ACTIVITY: Reproduce each of the records below verbatim, line for line, with no changes.

DATA SUPPLIED:
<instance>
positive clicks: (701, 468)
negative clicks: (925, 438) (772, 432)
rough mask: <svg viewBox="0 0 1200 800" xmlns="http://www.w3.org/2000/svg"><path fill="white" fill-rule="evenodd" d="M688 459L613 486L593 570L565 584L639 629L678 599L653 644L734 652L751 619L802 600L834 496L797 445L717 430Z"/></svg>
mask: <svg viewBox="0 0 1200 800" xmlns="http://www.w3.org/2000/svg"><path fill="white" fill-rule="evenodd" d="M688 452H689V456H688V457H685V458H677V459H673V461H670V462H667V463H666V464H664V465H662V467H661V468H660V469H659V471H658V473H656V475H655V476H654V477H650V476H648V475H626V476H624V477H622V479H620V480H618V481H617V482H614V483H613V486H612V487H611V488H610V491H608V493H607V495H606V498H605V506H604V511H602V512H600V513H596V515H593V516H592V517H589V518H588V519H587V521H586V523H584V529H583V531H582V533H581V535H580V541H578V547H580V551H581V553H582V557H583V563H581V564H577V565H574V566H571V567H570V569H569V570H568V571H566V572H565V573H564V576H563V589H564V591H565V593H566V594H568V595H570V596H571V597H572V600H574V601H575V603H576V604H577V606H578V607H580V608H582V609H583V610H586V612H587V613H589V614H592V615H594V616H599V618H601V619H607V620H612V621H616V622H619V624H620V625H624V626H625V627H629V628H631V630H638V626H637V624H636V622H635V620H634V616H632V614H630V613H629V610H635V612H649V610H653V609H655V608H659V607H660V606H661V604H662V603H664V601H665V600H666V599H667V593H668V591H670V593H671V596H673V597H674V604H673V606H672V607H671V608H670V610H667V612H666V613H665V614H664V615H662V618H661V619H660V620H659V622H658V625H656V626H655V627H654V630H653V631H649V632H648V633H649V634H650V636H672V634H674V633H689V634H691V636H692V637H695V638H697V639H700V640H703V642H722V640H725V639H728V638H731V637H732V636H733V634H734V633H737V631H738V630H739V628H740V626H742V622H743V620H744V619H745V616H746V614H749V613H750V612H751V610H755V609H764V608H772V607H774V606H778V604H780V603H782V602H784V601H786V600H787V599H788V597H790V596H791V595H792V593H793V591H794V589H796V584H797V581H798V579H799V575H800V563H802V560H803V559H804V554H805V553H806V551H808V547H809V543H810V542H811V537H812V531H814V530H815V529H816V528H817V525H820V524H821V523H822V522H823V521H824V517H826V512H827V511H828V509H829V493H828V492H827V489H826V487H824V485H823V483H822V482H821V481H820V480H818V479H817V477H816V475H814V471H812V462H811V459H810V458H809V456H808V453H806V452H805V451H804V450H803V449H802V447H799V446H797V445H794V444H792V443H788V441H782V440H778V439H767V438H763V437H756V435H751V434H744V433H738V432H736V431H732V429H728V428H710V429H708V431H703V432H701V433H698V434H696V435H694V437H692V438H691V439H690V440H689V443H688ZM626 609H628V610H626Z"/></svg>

TASK OUTPUT:
<instance>
positive clicks: (701, 468)
negative clicks: (925, 438) (772, 432)
rough mask: <svg viewBox="0 0 1200 800" xmlns="http://www.w3.org/2000/svg"><path fill="white" fill-rule="evenodd" d="M688 459L613 486L593 570L565 584L639 629L678 599L653 644L734 652L751 619L802 600L834 496L797 445L717 430Z"/></svg>
mask: <svg viewBox="0 0 1200 800" xmlns="http://www.w3.org/2000/svg"><path fill="white" fill-rule="evenodd" d="M688 452H689V456H688V457H685V458H677V459H673V461H670V462H667V463H666V464H664V465H662V467H661V468H660V469H659V471H658V473H656V475H655V476H654V477H650V476H648V475H626V476H624V477H622V479H620V480H618V481H617V482H614V483H613V486H612V487H611V488H610V491H608V493H607V495H606V498H605V506H604V511H602V512H600V513H596V515H593V516H592V517H589V518H588V519H587V521H586V523H584V529H583V531H582V533H581V535H580V541H578V547H580V551H581V553H582V557H583V563H581V564H577V565H574V566H571V567H570V569H569V570H568V571H566V572H565V573H564V576H563V589H564V591H565V593H566V594H568V595H570V596H571V597H572V600H574V601H575V603H576V604H577V606H578V607H580V608H582V609H583V610H586V612H587V613H589V614H592V615H594V616H599V618H601V619H607V620H612V621H616V622H619V624H620V625H624V626H625V627H629V628H631V630H638V626H637V624H636V622H635V620H634V616H632V614H630V613H629V610H635V612H649V610H653V609H655V608H659V607H660V606H661V604H662V603H664V601H665V600H666V599H667V593H668V591H670V593H671V596H673V597H674V604H673V606H672V607H671V608H670V610H667V612H666V613H665V614H664V615H662V618H661V619H660V620H659V622H658V625H656V626H655V627H654V630H653V631H649V632H648V633H649V634H650V636H672V634H674V633H689V634H691V636H692V637H695V638H697V639H700V640H703V642H722V640H725V639H728V638H731V637H732V636H733V634H734V633H737V631H738V630H739V628H740V626H742V622H743V620H744V619H745V616H746V614H749V613H750V612H751V610H755V609H764V608H772V607H774V606H778V604H780V603H782V602H784V601H786V600H787V599H788V597H790V596H791V595H792V593H793V591H794V589H796V584H797V581H798V579H799V575H800V563H802V560H803V559H804V554H805V553H806V551H808V547H809V543H810V542H811V537H812V531H814V530H815V529H816V528H817V525H820V524H821V523H822V522H823V521H824V517H826V512H827V511H828V509H829V493H828V492H827V489H826V487H824V485H823V483H822V482H821V481H820V480H818V479H817V477H816V475H814V471H812V462H811V459H810V458H809V456H808V453H806V452H805V451H804V450H803V449H802V447H799V446H797V445H794V444H792V443H788V441H782V440H778V439H767V438H763V437H756V435H751V434H744V433H738V432H736V431H732V429H728V428H710V429H708V431H703V432H701V433H698V434H696V435H694V437H692V438H691V439H690V440H689V443H688ZM626 609H628V610H626Z"/></svg>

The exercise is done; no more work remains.